Boundary annotation records:
---
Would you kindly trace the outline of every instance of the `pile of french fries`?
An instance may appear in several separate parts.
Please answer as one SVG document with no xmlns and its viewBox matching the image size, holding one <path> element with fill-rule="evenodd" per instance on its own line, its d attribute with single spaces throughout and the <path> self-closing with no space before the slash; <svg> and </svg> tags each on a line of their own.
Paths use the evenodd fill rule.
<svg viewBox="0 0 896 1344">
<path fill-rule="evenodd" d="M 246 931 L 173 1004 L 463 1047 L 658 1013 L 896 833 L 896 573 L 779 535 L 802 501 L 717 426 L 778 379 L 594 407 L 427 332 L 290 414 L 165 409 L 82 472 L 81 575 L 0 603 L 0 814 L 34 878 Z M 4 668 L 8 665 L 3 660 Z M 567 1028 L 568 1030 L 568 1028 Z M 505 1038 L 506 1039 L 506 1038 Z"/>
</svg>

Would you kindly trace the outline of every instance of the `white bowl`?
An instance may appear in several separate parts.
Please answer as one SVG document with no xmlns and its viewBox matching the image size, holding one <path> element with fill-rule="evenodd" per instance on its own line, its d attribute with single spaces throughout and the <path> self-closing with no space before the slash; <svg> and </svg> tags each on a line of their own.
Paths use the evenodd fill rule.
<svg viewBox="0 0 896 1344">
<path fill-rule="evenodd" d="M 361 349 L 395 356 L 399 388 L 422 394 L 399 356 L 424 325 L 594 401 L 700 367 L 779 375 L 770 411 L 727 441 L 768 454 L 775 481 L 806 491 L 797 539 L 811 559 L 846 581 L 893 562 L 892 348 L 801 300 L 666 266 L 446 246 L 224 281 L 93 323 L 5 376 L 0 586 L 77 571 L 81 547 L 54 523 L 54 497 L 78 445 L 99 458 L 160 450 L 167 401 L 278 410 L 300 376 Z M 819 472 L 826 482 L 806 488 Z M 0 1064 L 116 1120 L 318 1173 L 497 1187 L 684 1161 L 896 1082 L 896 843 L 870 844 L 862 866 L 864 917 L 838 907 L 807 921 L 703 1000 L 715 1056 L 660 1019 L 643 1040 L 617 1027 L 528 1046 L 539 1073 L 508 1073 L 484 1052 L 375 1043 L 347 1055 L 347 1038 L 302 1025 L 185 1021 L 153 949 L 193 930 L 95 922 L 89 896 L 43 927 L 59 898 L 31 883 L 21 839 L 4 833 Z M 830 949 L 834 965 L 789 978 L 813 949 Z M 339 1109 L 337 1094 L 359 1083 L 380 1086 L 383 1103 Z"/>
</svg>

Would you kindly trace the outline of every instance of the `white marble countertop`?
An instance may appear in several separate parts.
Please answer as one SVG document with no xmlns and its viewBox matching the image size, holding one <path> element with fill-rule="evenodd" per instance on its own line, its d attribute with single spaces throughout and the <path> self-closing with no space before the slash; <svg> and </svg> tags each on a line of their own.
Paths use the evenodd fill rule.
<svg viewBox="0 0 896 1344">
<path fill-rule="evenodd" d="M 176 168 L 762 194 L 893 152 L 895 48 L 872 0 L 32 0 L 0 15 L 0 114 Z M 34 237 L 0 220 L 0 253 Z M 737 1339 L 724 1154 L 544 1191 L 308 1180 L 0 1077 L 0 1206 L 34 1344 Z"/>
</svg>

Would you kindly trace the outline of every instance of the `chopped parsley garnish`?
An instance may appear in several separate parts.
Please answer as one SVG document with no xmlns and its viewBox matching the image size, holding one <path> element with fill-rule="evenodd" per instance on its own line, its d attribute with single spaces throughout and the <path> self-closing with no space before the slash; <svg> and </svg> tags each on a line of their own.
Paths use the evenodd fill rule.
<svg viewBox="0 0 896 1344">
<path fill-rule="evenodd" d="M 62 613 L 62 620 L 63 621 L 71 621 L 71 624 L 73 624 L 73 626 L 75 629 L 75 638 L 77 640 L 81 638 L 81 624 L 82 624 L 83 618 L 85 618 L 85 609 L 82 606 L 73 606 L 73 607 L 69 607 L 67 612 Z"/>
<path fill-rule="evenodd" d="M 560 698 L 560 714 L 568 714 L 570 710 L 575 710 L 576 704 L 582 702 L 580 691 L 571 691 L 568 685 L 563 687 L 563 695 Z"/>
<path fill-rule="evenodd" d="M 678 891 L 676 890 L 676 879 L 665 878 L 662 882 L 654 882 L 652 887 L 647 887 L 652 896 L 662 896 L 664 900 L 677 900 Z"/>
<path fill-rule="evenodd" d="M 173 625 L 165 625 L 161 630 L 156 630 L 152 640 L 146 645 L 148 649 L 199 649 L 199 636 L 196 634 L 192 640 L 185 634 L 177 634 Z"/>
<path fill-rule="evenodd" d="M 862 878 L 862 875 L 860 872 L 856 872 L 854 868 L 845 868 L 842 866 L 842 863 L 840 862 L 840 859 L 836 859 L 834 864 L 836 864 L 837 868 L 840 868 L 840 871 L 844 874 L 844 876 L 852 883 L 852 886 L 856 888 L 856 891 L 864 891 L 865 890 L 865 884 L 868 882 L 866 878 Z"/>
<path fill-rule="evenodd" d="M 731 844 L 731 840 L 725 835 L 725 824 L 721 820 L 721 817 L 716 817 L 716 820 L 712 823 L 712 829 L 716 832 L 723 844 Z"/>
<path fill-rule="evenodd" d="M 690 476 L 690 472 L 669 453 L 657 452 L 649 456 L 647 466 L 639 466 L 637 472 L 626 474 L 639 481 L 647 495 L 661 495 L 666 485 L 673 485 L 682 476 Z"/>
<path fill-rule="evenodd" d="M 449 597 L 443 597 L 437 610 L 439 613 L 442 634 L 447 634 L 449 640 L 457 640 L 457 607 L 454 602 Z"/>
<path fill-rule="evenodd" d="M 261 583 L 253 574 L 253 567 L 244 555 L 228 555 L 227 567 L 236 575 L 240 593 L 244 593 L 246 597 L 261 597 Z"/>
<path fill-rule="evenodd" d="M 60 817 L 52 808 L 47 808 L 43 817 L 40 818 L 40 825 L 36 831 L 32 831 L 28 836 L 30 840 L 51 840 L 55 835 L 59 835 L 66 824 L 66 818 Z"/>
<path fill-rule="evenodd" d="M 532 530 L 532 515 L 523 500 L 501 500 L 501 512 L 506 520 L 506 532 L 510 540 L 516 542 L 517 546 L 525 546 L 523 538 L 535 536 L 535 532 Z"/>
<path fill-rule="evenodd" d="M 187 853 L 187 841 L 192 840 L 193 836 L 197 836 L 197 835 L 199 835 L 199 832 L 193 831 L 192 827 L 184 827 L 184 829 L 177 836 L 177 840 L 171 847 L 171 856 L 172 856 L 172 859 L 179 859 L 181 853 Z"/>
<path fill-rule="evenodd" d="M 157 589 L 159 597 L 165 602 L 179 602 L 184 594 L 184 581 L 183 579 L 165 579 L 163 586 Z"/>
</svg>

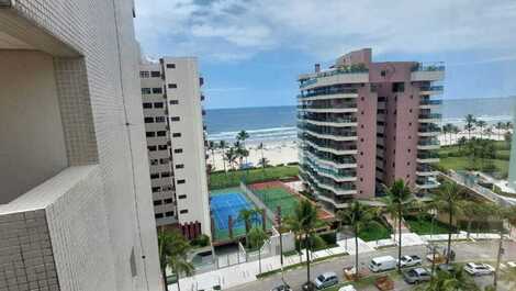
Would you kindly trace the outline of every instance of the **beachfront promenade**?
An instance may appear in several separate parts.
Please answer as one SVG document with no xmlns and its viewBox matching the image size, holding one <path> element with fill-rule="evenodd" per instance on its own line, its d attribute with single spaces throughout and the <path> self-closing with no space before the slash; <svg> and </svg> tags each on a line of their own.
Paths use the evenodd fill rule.
<svg viewBox="0 0 516 291">
<path fill-rule="evenodd" d="M 500 238 L 498 234 L 470 234 L 469 239 L 470 242 L 474 240 L 484 240 L 484 239 L 497 239 Z M 512 240 L 514 236 L 507 237 Z M 402 234 L 402 246 L 403 247 L 425 247 L 428 243 L 433 242 L 445 242 L 448 239 L 447 234 L 439 234 L 439 235 L 417 235 L 414 233 L 403 233 Z M 467 240 L 468 234 L 465 232 L 460 232 L 458 234 L 452 235 L 453 240 Z M 394 249 L 394 246 L 397 246 L 397 236 L 396 240 L 394 237 L 388 239 L 380 239 L 373 242 L 363 242 L 362 239 L 358 239 L 358 253 L 359 254 L 370 254 L 371 256 L 374 255 L 375 251 L 380 251 L 383 249 Z M 355 255 L 357 249 L 355 248 L 355 238 L 347 238 L 337 242 L 338 247 L 324 249 L 314 251 L 311 254 L 312 260 L 321 260 L 324 258 L 333 258 L 337 256 L 346 256 L 346 255 Z M 284 257 L 284 265 L 283 267 L 296 265 L 300 262 L 305 261 L 306 259 L 306 250 L 302 250 L 302 256 L 292 255 Z M 214 290 L 215 286 L 220 286 L 222 290 L 226 290 L 229 288 L 235 288 L 248 282 L 253 282 L 257 280 L 257 276 L 260 273 L 259 271 L 260 266 L 259 261 L 249 261 L 243 262 L 239 265 L 229 266 L 226 268 L 221 268 L 217 270 L 195 275 L 189 278 L 180 279 L 180 287 L 181 290 L 188 291 L 198 291 L 198 290 Z M 261 272 L 269 272 L 274 270 L 280 270 L 280 256 L 271 256 L 261 260 Z M 175 291 L 177 290 L 176 284 L 170 284 L 169 290 Z"/>
</svg>

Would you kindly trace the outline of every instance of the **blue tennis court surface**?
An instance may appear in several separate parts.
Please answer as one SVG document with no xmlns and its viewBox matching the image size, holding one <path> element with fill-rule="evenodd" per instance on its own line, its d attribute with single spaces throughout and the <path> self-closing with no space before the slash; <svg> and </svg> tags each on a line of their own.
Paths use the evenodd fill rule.
<svg viewBox="0 0 516 291">
<path fill-rule="evenodd" d="M 233 219 L 233 228 L 244 227 L 243 221 L 238 220 L 238 214 L 243 209 L 253 209 L 253 204 L 238 192 L 217 193 L 211 197 L 211 210 L 217 230 L 228 230 L 228 217 Z"/>
</svg>

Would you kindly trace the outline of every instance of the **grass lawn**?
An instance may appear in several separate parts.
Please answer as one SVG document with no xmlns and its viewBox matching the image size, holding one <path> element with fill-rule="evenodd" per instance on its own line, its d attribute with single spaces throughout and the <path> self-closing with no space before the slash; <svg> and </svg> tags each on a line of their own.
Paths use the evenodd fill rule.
---
TO DO ▸
Copy exactly the lines from the one containing "the **grass lawn**?" through the last line of the records, both included, and nothing else.

FINAL RESULT ▸
Would you kindly trace the outline of every instance of the **grass lawn**?
An instance may appear in several separate parts.
Please answer as one SVG document with no xmlns and its viewBox matching the image size, holding one <path> element with fill-rule="evenodd" per instance on its own line, its d attribute with single spaces throughout and the <path> self-closing with no space before the slash; <svg> and </svg> tags each on a line of their own.
Paths use the evenodd fill rule.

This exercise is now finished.